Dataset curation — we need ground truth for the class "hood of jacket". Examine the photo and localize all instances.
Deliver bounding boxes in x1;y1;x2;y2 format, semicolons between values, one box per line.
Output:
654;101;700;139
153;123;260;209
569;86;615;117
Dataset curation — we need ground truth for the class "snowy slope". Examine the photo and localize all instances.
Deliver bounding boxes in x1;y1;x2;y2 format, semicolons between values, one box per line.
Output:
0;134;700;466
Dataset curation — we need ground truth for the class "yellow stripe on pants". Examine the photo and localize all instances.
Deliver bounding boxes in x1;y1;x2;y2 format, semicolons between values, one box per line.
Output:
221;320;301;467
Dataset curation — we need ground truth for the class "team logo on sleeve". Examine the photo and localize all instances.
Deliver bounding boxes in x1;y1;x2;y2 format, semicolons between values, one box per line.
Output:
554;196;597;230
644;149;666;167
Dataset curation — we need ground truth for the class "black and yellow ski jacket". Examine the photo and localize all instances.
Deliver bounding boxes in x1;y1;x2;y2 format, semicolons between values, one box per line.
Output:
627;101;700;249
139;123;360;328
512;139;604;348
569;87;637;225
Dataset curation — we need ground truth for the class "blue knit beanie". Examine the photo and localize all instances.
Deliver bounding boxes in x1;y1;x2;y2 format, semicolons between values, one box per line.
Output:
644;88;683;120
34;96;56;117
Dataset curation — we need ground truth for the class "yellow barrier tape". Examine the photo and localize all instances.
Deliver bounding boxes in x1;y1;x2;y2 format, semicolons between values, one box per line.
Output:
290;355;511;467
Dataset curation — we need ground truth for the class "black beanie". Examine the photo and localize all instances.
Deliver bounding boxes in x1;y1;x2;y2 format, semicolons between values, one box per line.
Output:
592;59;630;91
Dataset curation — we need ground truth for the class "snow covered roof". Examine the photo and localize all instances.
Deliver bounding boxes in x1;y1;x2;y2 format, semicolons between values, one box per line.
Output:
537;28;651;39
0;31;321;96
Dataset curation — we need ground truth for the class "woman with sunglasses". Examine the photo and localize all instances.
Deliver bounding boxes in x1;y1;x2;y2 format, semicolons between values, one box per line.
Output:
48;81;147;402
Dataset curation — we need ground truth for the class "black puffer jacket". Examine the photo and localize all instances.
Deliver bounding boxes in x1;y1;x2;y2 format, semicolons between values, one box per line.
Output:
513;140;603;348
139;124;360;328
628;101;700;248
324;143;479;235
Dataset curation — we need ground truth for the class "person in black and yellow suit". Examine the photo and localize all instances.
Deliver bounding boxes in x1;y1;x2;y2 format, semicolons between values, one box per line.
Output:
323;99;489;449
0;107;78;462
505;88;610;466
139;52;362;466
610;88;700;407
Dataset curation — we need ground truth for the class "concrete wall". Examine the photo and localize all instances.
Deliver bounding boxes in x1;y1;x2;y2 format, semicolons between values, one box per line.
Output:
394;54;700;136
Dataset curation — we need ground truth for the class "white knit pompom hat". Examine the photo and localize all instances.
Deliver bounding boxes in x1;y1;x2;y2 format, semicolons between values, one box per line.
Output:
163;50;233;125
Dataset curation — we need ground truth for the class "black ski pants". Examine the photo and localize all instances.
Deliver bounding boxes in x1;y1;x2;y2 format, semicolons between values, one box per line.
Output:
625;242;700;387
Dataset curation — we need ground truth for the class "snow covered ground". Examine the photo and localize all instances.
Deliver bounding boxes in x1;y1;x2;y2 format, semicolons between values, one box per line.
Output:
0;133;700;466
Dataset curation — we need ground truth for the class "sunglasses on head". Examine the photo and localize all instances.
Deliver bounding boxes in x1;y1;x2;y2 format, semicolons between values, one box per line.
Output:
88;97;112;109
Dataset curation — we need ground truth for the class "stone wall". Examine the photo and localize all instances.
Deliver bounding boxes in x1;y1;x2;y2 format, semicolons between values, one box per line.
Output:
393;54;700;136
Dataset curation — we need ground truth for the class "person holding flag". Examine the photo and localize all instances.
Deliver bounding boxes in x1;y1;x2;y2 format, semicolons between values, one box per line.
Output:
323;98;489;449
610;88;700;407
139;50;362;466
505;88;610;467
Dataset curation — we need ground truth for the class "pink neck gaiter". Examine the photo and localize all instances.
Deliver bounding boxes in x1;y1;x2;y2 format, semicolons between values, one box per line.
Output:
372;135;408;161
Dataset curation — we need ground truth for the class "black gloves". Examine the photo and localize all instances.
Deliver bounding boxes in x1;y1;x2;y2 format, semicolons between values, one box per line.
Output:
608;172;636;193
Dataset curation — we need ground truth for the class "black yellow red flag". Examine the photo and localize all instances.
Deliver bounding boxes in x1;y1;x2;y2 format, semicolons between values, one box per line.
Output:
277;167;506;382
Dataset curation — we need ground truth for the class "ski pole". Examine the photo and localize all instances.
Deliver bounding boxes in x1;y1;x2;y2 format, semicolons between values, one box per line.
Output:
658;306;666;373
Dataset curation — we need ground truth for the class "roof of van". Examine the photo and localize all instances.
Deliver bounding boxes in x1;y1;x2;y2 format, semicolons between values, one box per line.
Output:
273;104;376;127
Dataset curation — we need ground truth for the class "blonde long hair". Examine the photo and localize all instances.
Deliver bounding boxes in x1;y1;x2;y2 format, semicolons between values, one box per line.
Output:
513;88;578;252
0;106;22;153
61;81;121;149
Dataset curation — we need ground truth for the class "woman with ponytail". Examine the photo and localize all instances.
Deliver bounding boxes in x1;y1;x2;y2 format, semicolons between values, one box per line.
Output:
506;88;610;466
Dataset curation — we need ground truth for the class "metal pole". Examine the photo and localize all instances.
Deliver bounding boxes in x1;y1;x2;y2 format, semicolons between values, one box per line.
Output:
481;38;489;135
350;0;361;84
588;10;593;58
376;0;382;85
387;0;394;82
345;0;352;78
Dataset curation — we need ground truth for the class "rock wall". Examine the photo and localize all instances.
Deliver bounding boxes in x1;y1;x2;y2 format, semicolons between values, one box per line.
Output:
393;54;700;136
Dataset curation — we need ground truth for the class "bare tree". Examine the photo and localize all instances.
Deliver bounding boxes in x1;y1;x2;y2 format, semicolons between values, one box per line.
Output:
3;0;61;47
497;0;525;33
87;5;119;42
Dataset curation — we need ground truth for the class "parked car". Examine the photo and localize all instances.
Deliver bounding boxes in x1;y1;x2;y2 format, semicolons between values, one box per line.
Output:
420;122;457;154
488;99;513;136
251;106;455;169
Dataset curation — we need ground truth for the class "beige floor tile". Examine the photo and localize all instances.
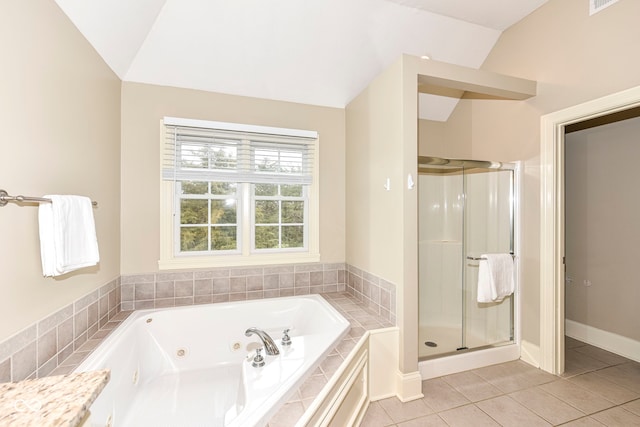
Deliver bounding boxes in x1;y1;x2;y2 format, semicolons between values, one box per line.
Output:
562;417;604;427
567;372;640;405
540;380;614;414
596;362;640;393
442;371;503;402
379;397;433;423
509;387;585;425
591;406;640;427
562;347;609;378
438;405;500;427
360;402;394;427
622;399;640;416
473;361;557;393
398;414;447;427
422;378;470;412
476;396;551;427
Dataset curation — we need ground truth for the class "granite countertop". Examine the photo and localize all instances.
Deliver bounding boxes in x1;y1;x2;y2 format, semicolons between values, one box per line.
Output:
0;370;110;427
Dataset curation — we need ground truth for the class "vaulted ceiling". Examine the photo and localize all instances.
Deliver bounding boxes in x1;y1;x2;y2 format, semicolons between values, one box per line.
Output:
56;0;547;120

______

▸ AUFGABENSTELLUNG: Finde in den Datensätzen oben jede Zeile, die die Zeichenfolge „beanie“ enthält. Gib diese Zeilen unverändert wieder.

▸ SCHRIFTLICHE LÖSUNG:
Dataset curation — we need ground truth for the class "blue knit beanie". Examine the photo and localize all instances.
Dataset curation — we need ground truth for the class "black beanie". Examine the photo and localize all instances.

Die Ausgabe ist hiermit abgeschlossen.